Supplied passage:

Elena speaks, but she is understood through her actions, though the body language of her long, patient time on the screen. I fell in love with the head of this film, who does nothing but speak, and who happens to be Vladimir's pretty daughter. It seems not too shaky of a conjecture that Andrey Zvyagintsev, writer and director, fancied her, too. He imbued her with the whole of the truth-telling--and all the word play, to boot.

As the linguistic articulation of the film's cinematic distance, she, too, takes the long view. Her father accuses her of saying everything is pointless. She does. There is a bit of cheek, though, to her dire pronouncements. She's deadly serious, but so sometimes are the best comedians. Everything may be pointless, but people like Zvyagintsev would like to believe that there is a point in communicating why. I'm in the same boat.

One of the more memorable things she says is that one has children to suck the life from them. Of course, the opposite occurs--quite literally, if indirectly. Not that Elena's grandson wants the money that she goes to such ends to get for him.

As for Vladimir, he smiles and says that he's cheered up by his daughter's caustic words. So, I find, am I. These two scenes, in which with her tongue she first dispatches Elena and then Vladimir in his hospital bed following a heart attack, are the only clarity, and the only real mirth. Although, personally, I giggled at the bits of television that were chosen for the domestic scenes. After Elena kills Vladimir, she's watching people evaluate a new "sausage product." "I like No. 6. It's quite edible." "No 3 tastes very sausagey." Katya's verbal flaying, however, did more than elicit quiet giggles. I was warmed through.

"I barely see you, Katya," says Vladimir.

"That's because I'm standing against the light." (She's in front of the window.)

"I didn't mean it in that sense."

"Dad, you know that nothing like sense even exists."

"Looking at you, sometimes I think, that might even be true."

"So, it's OK that you barely see me."

Their dialogue goes on like this, full of puns and metaphor. Yes, this was the filmmaker's transparent philosophizing, yet its agile twists along words' axes thrilled me. I could've kissed her. Her father did. The consonance of these was, I admit, a little discomforting. Yet still my fervor is enough that I want to reprint just a bit more of the script here:

"You've always loved those word games."

"Games help children come to terms with the cruel laws of reality."

"Children?"

"Nope. Not going to happen. I'm not pregnant, if that's what you were asking."

"Too bad. It'd sort you out."

"I am sorted. Alcohol and drugs only on the weekends. It's clean living now. Of all the pleasures I'm still getting sex and food under control, but I'm working on myself, trust me."

Katya does nothing but express her interiority, however sarcastically; Elena becomes a sublime object, despite how much time there is to watch and get to know her. In part this is because Katya--who has the last word on everything--distrusts her performances. "Listen, Elena Anatolievna. You're playing the role of the worried wife. You do that very well. Congratulations." I therefore contracted the same paranoid reading of Elena's every facial movement. This both made her fascinating to watch, and is rather unforunate. Vladimir by contrast is highly readable. For a little while the camera follows him about his day. He goes to the gym; he ogles girls. The only perhaps mystifying thing about him is his rejection of pleasure, which is a fairly mundane bit of father psychology.

Defamiliarizing the feminine is rather familiar. But then, I already admitted the origin of this scrutiny. Isn't this just how the wealthy eye the poor: with the suspicion that the poor are out to take their money? In this case, it's true. By the end, Elena's family have taken over Vladimir's house. But while the hysterical search for the actor behind the act may have a sound cause, there's no sense in it. Which makes me wonder about having watched Elena, during which I looked endlessly for signs of Elena.

Do you prefer your movie-going sensible or senseless?

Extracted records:
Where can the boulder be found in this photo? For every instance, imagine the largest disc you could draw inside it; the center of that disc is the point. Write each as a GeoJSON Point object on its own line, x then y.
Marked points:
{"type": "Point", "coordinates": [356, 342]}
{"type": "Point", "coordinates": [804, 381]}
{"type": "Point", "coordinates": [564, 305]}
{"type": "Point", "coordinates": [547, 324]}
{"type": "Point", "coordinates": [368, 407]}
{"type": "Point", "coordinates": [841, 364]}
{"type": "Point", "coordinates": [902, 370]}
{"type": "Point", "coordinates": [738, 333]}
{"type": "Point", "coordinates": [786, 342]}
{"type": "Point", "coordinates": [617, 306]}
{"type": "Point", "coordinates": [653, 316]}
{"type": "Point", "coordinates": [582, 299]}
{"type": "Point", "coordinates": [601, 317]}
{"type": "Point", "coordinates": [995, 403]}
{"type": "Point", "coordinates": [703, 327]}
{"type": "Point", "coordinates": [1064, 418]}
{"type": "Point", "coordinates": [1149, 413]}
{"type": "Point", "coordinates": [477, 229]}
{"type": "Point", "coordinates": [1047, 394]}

Complete the following:
(a) In the review of Elena, which pleasures does Katya name in her line about being sorted?
(b) In the review of Elena, write out the part starting with "One of the more" and going on through "was warmed through.", but swap in "nephew" wherever "grandson" appears.
(c) Does the review of Elena agree with each statement? (i) Vladimir says his daughter's caustic words cheer him up. (ii) Katya tells her father she is pregnant. (iii) By the end, Elena's family has left Vladimir's house.

Answers for each item:
(a) Alcohol, drugs, sex and food.

(b)
One of the more memorable things she says is that one has children to suck the life from them. Of course, the opposite occurs--quite literally, if indirectly. Not that Elena's nephew wants the money that she goes to such ends to get for him.

As for Vladimir, he smiles and says that he's cheered up by his daughter's caustic words. So, I find, am I. These two scenes, in which with her tongue she first dispatches Elena and then Vladimir in his hospital bed following a heart attack, are the only clarity, and the only real mirth. Although, personally, I giggled at the bits of television that were chosen for the domestic scenes. After Elena kills Vladimir, she's watching people evaluate a new "sausage product." "I like No. 6. It's quite edible." "No 3 tastes very sausagey." Katya's verbal flaying, however, did more than elicit quiet giggles. I was warmed through.

(c)
(i) Yes: "he smiles and says that he's cheered up by his daughter's caustic words."
(ii) No: "I'm not pregnant, if that's what you were asking."
(iii) No: "By the end, Elena's family have taken over Vladimir's house."